*What is needed*:
Copy every line of the records below, requests included, but scale each coordinate in the answers by 0.85 and round to whole numbers, with halves rounding up. Leave the pictures out.

*Information given*:
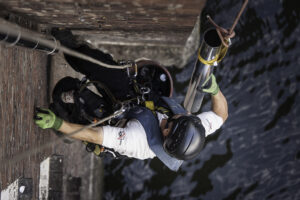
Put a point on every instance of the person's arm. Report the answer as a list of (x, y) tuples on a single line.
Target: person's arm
[(45, 119), (219, 102)]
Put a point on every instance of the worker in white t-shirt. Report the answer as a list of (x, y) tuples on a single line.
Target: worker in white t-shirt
[(171, 139)]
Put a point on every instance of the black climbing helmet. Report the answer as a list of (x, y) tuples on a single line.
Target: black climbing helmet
[(186, 138)]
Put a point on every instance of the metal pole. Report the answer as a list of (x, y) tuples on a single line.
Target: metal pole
[(207, 58)]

*Result of the task*:
Put a point on every instance of the person's arm. Report the answer as a list of (x, y) tuples on a single line.
Target: person's arm
[(38, 101), (186, 87)]
Put a point on every instance of the worker in white t-shirt. Report the answer as a list of (x, y) tuples on a single line.
Target: worker in white t-shirt
[(145, 118)]
Put a point on every instance of the black climbing helmet. Report the answer as a list of (x, y) tuples on a single line.
Target: black climbing helmet
[(158, 117)]
Put a point on every instance of the metal pole. Report the answer as a list of (x, y) tuples on a single line.
Target: metal pole
[(176, 49)]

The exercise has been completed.